## Texte à lire
C’est le cas d’Édouard Dujardin, d’abord épris de questions linguistiques, qui, par dégoût de l’artificiel, se libère avec la Comédie des amours des entraves que la mode du jour avait imposées à sa Muse : « L’auteur, déclare-t-il dans la préface de cet ouvrage, se défend de rien avoir voulu bouleverser. Une grande répugnance pour l’impassibilité marmoréenne des poètes du Parnasse, une haine croissante de ce que les littérateurs appellent le décor, l’avaient conduit à la recherche d’une poésie purement sentimentale ; c’est semblablement que son dégoût de la perfection factice, où les derniers poètes parnassiens ont amené le vers, lui a fait rêver à lui et à quelques autres jeunes gens une forme primesautière, libre de règles comme de canons, toute d’instinct et qui fût la simple expression des émotions qu’ils auraient à conter… Et un beau soir il a essayé une sorte de vers libre qu’il soumet au seul juge ès arts reconnu : le public. L’auteur a débuté il y a quelques années en publiant plusieurs livres de prose pleins de recherches lexicologiques et grammaticales, et fort compliqués ; à son dernier poème en prose il mêlait encore des vers dont l’obscurité pèse lourd à sa conscience. Aujourd’hui, la trentaine arrivant, il estime qu’une toute petite émotion, le moindre cri de passion humaine, pour peu que cela sorte en une expression précise et claire, c’est de l’art à meilleur titre que les échafaudages merveilleux où d’ailleurs qui que ce soit de seulement intelligent peut paraître exceller. Mallarmé, c’est le génie exceptionnel, affiné jusqu’aux plus inaccessibles délicatesses que nous vénérons d’une respectueuse admiration ; mais l’éternelle poésie humaine, n’est-ce pas Laforgue, Verlaine, Musset ? » Le rythme personnel en accord direct avec l’impression du moment, voilà pour Édouard Dujardin le secret de la vraie poésie : s’exprimer selon l’heure dans une forme assez souple pour emprisonner les sensations les plus ténues, telle est l’unique loi de poésie.

## Consigne
Dans le texte, relevez s'il vous plaît tous les poètes que la préface de Dujardin présente comme « l'éternelle poésie humaine ». Les entrées qui suivent n'ont aucun rapport avec le texte.

[Entrées d'annotation par boîtes englobantes]
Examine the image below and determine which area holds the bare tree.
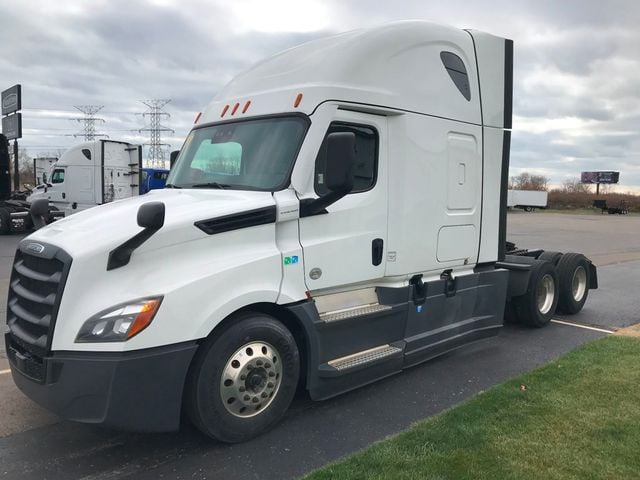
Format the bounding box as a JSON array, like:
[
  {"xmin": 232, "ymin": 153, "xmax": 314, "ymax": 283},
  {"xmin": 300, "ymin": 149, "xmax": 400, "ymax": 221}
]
[{"xmin": 509, "ymin": 172, "xmax": 549, "ymax": 191}]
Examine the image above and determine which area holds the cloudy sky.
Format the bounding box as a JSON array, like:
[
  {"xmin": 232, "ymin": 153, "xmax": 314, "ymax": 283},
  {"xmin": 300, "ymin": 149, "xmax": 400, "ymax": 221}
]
[{"xmin": 0, "ymin": 0, "xmax": 640, "ymax": 191}]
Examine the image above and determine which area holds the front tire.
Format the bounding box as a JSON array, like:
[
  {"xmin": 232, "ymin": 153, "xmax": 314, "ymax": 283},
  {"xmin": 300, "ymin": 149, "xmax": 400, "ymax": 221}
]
[
  {"xmin": 558, "ymin": 253, "xmax": 591, "ymax": 315},
  {"xmin": 512, "ymin": 260, "xmax": 558, "ymax": 328},
  {"xmin": 185, "ymin": 313, "xmax": 300, "ymax": 443}
]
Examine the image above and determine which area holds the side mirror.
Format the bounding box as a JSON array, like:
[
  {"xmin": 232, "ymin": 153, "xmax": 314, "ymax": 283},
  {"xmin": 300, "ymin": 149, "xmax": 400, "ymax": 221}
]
[
  {"xmin": 169, "ymin": 150, "xmax": 180, "ymax": 172},
  {"xmin": 325, "ymin": 132, "xmax": 356, "ymax": 195},
  {"xmin": 300, "ymin": 132, "xmax": 356, "ymax": 217},
  {"xmin": 29, "ymin": 198, "xmax": 49, "ymax": 230},
  {"xmin": 138, "ymin": 202, "xmax": 164, "ymax": 231}
]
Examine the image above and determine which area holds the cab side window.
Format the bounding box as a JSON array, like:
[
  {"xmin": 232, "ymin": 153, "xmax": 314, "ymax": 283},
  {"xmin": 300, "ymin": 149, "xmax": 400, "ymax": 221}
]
[
  {"xmin": 313, "ymin": 122, "xmax": 378, "ymax": 196},
  {"xmin": 51, "ymin": 168, "xmax": 64, "ymax": 183}
]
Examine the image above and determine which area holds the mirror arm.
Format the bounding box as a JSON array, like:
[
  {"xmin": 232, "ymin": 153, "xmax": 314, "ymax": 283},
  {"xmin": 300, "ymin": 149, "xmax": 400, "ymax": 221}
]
[
  {"xmin": 300, "ymin": 190, "xmax": 349, "ymax": 218},
  {"xmin": 107, "ymin": 202, "xmax": 165, "ymax": 271},
  {"xmin": 107, "ymin": 228, "xmax": 158, "ymax": 271}
]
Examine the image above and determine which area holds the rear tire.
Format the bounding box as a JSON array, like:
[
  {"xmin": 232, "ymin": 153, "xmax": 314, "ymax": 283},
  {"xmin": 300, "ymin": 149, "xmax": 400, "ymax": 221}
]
[
  {"xmin": 511, "ymin": 260, "xmax": 558, "ymax": 328},
  {"xmin": 185, "ymin": 313, "xmax": 300, "ymax": 443},
  {"xmin": 558, "ymin": 253, "xmax": 591, "ymax": 315}
]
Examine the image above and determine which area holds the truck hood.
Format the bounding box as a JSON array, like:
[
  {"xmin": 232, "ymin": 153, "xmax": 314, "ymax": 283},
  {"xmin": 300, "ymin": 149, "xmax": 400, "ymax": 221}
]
[{"xmin": 28, "ymin": 189, "xmax": 275, "ymax": 257}]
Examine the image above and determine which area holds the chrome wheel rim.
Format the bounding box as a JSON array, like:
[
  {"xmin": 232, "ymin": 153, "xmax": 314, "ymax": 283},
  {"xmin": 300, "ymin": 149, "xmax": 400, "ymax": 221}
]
[
  {"xmin": 571, "ymin": 266, "xmax": 587, "ymax": 302},
  {"xmin": 220, "ymin": 342, "xmax": 282, "ymax": 418},
  {"xmin": 537, "ymin": 273, "xmax": 556, "ymax": 315}
]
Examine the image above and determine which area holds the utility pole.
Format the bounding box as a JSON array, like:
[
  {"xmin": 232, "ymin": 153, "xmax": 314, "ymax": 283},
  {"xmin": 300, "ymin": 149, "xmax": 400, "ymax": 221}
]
[
  {"xmin": 73, "ymin": 105, "xmax": 106, "ymax": 141},
  {"xmin": 138, "ymin": 99, "xmax": 174, "ymax": 168}
]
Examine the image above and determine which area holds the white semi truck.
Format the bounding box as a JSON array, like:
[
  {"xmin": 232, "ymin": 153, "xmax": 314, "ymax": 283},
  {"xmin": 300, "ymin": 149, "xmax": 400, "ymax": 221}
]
[
  {"xmin": 27, "ymin": 140, "xmax": 142, "ymax": 216},
  {"xmin": 0, "ymin": 140, "xmax": 142, "ymax": 234},
  {"xmin": 6, "ymin": 21, "xmax": 597, "ymax": 442}
]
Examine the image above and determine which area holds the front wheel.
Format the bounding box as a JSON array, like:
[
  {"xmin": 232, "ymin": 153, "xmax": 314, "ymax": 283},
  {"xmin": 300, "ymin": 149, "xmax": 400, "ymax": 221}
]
[
  {"xmin": 558, "ymin": 253, "xmax": 591, "ymax": 315},
  {"xmin": 511, "ymin": 260, "xmax": 558, "ymax": 327},
  {"xmin": 185, "ymin": 313, "xmax": 300, "ymax": 443}
]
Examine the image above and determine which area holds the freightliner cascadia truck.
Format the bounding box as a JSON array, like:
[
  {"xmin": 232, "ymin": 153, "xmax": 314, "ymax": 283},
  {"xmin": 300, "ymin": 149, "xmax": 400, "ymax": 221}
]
[{"xmin": 6, "ymin": 21, "xmax": 597, "ymax": 442}]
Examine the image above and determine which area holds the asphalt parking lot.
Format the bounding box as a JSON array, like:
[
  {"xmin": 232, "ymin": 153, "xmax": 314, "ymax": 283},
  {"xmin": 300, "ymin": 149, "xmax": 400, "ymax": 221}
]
[{"xmin": 0, "ymin": 212, "xmax": 640, "ymax": 479}]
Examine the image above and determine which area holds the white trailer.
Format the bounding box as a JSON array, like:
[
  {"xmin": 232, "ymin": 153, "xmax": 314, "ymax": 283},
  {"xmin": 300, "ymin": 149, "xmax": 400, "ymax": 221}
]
[
  {"xmin": 6, "ymin": 22, "xmax": 597, "ymax": 442},
  {"xmin": 27, "ymin": 140, "xmax": 142, "ymax": 216},
  {"xmin": 507, "ymin": 190, "xmax": 548, "ymax": 212}
]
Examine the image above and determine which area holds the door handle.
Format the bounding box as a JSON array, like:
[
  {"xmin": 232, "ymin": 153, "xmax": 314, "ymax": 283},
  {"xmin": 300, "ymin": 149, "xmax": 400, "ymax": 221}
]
[{"xmin": 371, "ymin": 238, "xmax": 384, "ymax": 267}]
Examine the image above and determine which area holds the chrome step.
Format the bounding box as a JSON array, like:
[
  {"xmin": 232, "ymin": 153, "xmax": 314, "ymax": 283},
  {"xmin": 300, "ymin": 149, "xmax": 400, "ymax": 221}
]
[
  {"xmin": 320, "ymin": 303, "xmax": 391, "ymax": 323},
  {"xmin": 327, "ymin": 344, "xmax": 402, "ymax": 371}
]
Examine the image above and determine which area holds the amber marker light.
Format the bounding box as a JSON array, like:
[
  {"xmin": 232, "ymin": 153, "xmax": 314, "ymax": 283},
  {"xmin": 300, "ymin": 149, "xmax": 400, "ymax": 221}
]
[{"xmin": 127, "ymin": 298, "xmax": 161, "ymax": 340}]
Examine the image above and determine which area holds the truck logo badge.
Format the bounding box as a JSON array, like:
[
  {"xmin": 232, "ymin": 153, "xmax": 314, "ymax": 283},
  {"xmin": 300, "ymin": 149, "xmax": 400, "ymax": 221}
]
[
  {"xmin": 309, "ymin": 267, "xmax": 322, "ymax": 280},
  {"xmin": 284, "ymin": 255, "xmax": 298, "ymax": 265},
  {"xmin": 27, "ymin": 243, "xmax": 44, "ymax": 253}
]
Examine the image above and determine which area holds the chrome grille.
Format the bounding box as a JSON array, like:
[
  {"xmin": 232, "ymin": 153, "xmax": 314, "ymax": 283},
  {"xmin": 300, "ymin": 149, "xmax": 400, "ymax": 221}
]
[{"xmin": 7, "ymin": 246, "xmax": 71, "ymax": 360}]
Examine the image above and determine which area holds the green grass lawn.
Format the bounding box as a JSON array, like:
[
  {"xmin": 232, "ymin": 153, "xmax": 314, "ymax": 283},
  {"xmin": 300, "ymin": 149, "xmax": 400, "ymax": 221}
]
[{"xmin": 307, "ymin": 336, "xmax": 640, "ymax": 480}]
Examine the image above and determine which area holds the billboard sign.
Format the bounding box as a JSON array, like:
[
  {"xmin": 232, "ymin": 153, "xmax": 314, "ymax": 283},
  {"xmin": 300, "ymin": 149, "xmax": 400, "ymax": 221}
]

## Réponse attendue
Laforgue, Verlaine, Musset